▶ _Provided data_
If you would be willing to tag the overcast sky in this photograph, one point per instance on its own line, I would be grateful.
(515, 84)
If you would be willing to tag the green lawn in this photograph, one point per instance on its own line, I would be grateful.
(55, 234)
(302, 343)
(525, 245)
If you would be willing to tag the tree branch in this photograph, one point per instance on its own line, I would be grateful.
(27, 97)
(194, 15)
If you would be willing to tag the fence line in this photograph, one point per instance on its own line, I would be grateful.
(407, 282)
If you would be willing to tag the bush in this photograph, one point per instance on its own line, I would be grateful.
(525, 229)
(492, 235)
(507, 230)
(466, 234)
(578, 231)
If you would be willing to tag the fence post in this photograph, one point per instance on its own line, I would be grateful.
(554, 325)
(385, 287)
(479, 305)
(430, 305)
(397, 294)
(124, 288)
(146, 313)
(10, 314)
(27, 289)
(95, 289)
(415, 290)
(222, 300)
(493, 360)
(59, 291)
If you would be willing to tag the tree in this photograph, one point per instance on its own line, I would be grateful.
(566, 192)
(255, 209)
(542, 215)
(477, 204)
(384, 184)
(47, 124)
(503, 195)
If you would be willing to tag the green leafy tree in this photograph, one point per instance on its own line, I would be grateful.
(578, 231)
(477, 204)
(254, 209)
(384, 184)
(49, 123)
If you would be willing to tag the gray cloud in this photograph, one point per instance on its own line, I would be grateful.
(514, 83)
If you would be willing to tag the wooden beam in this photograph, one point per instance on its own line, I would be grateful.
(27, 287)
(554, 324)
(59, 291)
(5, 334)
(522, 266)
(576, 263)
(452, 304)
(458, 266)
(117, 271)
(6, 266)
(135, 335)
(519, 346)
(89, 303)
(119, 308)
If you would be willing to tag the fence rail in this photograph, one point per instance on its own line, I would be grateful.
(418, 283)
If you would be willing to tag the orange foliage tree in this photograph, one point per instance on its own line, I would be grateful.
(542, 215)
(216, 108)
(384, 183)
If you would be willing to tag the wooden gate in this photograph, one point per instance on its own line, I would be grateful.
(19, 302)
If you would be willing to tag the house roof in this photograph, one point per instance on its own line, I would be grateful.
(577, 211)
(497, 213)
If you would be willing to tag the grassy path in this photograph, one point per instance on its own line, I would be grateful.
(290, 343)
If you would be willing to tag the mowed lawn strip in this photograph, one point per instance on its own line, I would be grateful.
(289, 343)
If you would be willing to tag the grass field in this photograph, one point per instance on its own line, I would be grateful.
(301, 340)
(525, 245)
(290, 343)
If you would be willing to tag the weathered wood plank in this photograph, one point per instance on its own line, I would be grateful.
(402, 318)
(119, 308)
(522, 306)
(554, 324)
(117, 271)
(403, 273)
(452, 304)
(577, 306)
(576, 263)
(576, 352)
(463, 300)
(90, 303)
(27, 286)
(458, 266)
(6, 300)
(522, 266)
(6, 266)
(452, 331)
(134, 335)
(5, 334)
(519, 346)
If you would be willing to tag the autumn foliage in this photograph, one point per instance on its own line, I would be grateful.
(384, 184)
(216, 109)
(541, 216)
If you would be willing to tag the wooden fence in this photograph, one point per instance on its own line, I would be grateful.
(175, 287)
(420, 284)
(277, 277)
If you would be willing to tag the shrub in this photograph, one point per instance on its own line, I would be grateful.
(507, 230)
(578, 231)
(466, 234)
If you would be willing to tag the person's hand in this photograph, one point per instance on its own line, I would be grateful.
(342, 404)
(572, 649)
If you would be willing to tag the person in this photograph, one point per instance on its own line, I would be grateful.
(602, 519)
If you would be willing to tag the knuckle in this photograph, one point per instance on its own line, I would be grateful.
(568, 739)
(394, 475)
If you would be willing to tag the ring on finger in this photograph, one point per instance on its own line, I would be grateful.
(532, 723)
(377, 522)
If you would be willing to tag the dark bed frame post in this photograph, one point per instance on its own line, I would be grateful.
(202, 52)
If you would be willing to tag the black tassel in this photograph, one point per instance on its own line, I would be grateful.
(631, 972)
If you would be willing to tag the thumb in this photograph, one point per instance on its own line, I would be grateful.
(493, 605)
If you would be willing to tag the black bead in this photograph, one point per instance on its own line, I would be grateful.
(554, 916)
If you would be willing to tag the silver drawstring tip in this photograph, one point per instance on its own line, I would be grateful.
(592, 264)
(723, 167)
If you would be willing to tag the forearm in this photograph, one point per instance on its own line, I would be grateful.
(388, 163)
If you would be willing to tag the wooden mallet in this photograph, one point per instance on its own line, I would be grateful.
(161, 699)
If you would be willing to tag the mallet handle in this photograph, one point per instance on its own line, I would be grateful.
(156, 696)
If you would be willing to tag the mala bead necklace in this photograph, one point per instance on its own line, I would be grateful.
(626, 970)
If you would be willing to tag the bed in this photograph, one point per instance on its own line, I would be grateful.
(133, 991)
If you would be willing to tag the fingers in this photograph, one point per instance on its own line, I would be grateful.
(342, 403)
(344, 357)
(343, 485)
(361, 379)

▶ _Activity_
The goal is a faithful transcription of every entry above.

▶ _Your solution_
If you would be willing to tag the overcast sky in this photograph, one point per instance on its own line, I would be grateful.
(515, 84)
If you would be willing to tag the green lawn in this photograph, one point per instance on its own line, I would be grateful.
(55, 234)
(302, 343)
(525, 245)
If you would be willing to tag the tree branch in this photograph, one point per instance on its own line, I would be grateful.
(27, 97)
(194, 15)
If you would be willing to tag the fence line in this photograph, one point per instance on its own line, I would be grateful.
(407, 282)
If you would be willing to tag the bush in this photograph, one point per instance on its own line, I would be grateful.
(525, 229)
(492, 235)
(507, 230)
(466, 234)
(578, 231)
If you would be willing to tag the fence post in this photograph, one point per instance on its own line, I would be grateful.
(554, 325)
(385, 287)
(479, 305)
(430, 305)
(397, 294)
(124, 288)
(146, 313)
(10, 314)
(27, 289)
(95, 289)
(415, 290)
(222, 300)
(493, 360)
(59, 291)
If you would be willing to tag the tree in this photograph, one point per instance on its own line, I would be grateful.
(566, 192)
(255, 209)
(542, 215)
(477, 204)
(384, 184)
(47, 124)
(503, 195)
If you would be willing to tag the green leafy tree in this photograph, one point per instance on its own line, I would be grateful.
(578, 231)
(477, 204)
(254, 209)
(384, 184)
(49, 123)
If you would be willing to tag the gray cloud in this photograph, one point per instance on its own line, I would be grateful.
(514, 83)
If you would be willing to tag the wooden beam in this photograph, one point per instance on its own line, I would be grateful.
(27, 287)
(554, 324)
(59, 291)
(5, 334)
(522, 266)
(576, 263)
(452, 304)
(458, 266)
(117, 271)
(6, 266)
(135, 335)
(519, 346)
(89, 303)
(119, 308)
If you would be willing to tag the fence rail in this photograph, one point per instance on its own line, I would be grateful.
(418, 283)
If you would be willing to tag the orange foliage tree in this photograph, one point per instance on its own line, I would be grateful.
(542, 215)
(216, 108)
(384, 183)
If you would be willing to tag the wooden gate in this photograph, one point per instance on its own line, I would be grateful.
(19, 302)
If you would be willing to tag the house roof in this photograph, one point per instance on its own line, I would be grateful.
(577, 211)
(497, 213)
If you would be willing to tag the grassy path in this photograph, one point per instance on its own line, I would be grateful.
(290, 343)
If you would be willing to tag the mowed lawn strip in this photograph, one point per instance on its own line, I would be grateful.
(289, 343)
If you would be willing to tag the grass field in this photograph, one point per instance on its own line, I would be grateful.
(301, 340)
(525, 245)
(290, 343)
If you would be willing to tag the weathered wood plank in this photograph, one point per instance on its own line, I would be grateful.
(402, 318)
(119, 308)
(522, 306)
(554, 324)
(117, 271)
(403, 273)
(452, 304)
(577, 306)
(576, 263)
(576, 352)
(463, 300)
(90, 303)
(27, 286)
(458, 266)
(6, 300)
(522, 266)
(6, 266)
(452, 331)
(134, 335)
(5, 334)
(519, 346)
If you would be willing to tag the autumn foliage in this photograph, one point per instance on its own line, I would be grateful.
(384, 184)
(216, 109)
(541, 216)
If you would be willing to tag the wooden fence in this photograph, one point per instance on its own line, I would be grateful.
(175, 287)
(420, 284)
(277, 277)
If you would be willing to tag the shrub in this photograph, one point per instance on its own line, I would be grateful.
(507, 230)
(578, 231)
(466, 234)
If you would be willing to tag the person's hand in this photograph, one point per instance on its own line, I would be grateful.
(342, 404)
(572, 649)
If you would be willing to tag the person in this photograph, one point per instance on its own line, I would be grateful.
(602, 519)
If you would be willing to tag the knuckle in this photograph, one point per instance on its own line, I would be grateful.
(568, 739)
(394, 475)
If you would be willing to tag the ring on finger in this photograph, one point per instance on its own line, I would be grateful.
(532, 723)
(377, 522)
If you would be willing to tag the dark bed frame post in this photograph, one point per instance on its own line, I would be grateful.
(202, 52)
If you would be willing to tag the black tassel in this photograph, one point per instance on its own line, I would be grateful.
(631, 972)
If you would be willing to tag the thumb in this photograph, one point per instance on its own line, I would be grateful.
(493, 605)
If you would be willing to tag the black bead in this photograph, one point per instance on its own line, I would be grateful.
(554, 916)
If you would be willing to tag the silver drawstring tip in this photograph, one point per instance on its own line, I would be grateful.
(592, 264)
(723, 167)
If you would be willing to tag the forearm in this photograph, one point per instance on its own line, I would be grateful.
(388, 163)
If you would be willing to tag the wooden mallet in this photograph, one point per instance on its own line, I would be grateful.
(161, 699)
If you would be willing to tag the mallet handle in this photograph, one point per instance on its own line, I would be grateful.
(156, 696)
If you would be willing to tag the mala bead necklace in this photograph, one point per instance on its own line, I would be grateful.
(626, 970)
If you would be willing to tag the bed in this photograph, one point per instance on its own line, I would be grateful.
(133, 991)
If you would be willing to tag the fingers in this photograph, one point per instance on its own line, I would be grateful.
(342, 403)
(344, 357)
(343, 485)
(361, 379)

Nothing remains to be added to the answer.